**Your task**: Filter the data for "target" and copy matching lines.

**Data supplied**:
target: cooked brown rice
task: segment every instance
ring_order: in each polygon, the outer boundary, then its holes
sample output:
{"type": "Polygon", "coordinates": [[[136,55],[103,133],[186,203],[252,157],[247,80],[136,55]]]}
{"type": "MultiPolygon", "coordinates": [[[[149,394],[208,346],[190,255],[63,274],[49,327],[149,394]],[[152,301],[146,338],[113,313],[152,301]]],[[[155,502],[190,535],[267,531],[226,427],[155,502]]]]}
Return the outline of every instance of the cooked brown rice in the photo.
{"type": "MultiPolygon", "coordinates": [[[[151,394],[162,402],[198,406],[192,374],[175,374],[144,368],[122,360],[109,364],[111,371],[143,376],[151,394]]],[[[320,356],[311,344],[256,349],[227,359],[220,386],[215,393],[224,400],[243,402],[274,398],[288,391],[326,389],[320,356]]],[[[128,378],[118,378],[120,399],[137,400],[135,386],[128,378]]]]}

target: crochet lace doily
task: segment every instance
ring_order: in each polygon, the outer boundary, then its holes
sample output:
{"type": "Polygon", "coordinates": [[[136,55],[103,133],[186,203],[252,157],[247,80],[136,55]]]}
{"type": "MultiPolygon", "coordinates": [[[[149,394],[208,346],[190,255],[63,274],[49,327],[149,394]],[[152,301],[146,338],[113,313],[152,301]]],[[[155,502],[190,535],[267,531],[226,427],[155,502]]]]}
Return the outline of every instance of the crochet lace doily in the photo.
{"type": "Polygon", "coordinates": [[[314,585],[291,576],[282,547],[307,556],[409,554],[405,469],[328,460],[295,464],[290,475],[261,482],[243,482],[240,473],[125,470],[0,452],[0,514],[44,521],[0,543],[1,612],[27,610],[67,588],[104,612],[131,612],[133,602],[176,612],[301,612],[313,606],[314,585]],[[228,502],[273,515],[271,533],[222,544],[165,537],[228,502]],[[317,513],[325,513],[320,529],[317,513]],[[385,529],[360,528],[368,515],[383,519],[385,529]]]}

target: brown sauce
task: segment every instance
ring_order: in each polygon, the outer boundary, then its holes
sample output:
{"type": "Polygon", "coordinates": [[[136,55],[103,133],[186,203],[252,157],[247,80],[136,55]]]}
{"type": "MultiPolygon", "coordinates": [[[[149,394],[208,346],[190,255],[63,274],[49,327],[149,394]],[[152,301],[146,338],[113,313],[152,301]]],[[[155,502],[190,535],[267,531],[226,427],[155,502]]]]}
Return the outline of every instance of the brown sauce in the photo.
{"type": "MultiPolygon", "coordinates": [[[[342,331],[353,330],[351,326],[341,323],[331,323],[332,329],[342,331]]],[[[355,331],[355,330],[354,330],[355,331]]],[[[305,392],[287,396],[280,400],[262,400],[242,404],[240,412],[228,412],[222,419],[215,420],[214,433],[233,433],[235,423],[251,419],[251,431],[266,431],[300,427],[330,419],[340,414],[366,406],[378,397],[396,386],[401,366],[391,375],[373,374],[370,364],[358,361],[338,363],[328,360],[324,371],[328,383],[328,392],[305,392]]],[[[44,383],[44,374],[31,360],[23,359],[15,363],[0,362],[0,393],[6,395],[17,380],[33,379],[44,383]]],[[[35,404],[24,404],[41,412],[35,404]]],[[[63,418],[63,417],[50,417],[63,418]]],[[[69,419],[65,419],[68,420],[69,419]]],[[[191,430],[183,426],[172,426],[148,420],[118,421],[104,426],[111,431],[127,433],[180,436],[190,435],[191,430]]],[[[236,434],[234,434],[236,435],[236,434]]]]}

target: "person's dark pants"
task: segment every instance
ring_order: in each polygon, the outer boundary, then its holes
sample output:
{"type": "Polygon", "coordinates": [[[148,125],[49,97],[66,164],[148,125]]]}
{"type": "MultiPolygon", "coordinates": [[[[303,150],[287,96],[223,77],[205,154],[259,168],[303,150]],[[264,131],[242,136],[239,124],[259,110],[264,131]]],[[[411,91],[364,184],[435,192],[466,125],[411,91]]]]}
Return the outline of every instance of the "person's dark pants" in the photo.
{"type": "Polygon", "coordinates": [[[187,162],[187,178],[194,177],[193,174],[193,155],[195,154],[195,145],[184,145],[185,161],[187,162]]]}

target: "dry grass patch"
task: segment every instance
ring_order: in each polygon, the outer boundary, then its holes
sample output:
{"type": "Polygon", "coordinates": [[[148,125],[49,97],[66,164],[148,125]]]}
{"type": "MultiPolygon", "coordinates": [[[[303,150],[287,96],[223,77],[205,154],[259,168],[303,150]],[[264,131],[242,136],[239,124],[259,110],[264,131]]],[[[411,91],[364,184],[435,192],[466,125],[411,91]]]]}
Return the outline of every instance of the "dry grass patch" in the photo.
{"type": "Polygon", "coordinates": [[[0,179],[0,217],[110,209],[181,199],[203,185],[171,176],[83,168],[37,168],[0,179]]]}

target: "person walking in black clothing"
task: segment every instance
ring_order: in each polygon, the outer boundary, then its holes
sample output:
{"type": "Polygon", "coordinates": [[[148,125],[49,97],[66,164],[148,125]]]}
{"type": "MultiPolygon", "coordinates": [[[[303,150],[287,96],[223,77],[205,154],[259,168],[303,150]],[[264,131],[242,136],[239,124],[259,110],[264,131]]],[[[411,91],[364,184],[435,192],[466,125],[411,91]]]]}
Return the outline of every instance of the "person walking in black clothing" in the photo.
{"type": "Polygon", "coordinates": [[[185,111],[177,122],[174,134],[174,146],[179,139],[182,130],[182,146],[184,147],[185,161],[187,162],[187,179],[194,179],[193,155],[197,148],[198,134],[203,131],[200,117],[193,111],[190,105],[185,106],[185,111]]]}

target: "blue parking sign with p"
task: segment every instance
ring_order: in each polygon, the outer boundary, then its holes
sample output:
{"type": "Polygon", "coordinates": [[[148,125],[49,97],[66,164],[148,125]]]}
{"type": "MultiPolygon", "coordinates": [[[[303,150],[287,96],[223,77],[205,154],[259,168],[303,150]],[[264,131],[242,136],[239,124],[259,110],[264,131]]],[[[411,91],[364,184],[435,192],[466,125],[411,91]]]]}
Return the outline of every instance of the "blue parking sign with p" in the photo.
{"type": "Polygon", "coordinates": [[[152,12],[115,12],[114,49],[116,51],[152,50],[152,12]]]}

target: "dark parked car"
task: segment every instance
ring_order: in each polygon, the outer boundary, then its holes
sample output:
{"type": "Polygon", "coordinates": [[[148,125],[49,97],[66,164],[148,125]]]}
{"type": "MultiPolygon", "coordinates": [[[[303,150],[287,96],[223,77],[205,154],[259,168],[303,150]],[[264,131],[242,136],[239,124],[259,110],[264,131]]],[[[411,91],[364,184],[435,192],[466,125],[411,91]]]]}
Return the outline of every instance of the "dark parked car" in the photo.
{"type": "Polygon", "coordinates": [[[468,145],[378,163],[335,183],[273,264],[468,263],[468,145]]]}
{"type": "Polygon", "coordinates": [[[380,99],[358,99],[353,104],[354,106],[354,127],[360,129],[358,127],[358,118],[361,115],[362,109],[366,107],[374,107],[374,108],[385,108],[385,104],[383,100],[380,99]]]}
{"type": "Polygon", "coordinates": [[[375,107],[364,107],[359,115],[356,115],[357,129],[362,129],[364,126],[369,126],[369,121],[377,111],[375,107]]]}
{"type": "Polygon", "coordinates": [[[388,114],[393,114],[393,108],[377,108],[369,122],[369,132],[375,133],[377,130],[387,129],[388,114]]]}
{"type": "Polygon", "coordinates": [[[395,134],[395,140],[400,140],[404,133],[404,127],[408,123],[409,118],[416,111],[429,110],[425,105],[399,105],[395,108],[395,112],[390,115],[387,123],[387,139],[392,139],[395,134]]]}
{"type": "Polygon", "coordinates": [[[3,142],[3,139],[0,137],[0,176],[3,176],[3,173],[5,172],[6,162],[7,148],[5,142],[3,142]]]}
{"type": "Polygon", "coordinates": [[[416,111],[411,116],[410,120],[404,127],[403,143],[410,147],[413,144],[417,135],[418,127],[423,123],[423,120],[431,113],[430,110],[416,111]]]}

**Problem solution**:
target: cooked brown rice
target: crochet lace doily
target: brown sauce
target: "person's dark pants"
target: "dry grass patch"
target: "person walking in black clothing"
target: "blue parking sign with p"
target: "dark parked car"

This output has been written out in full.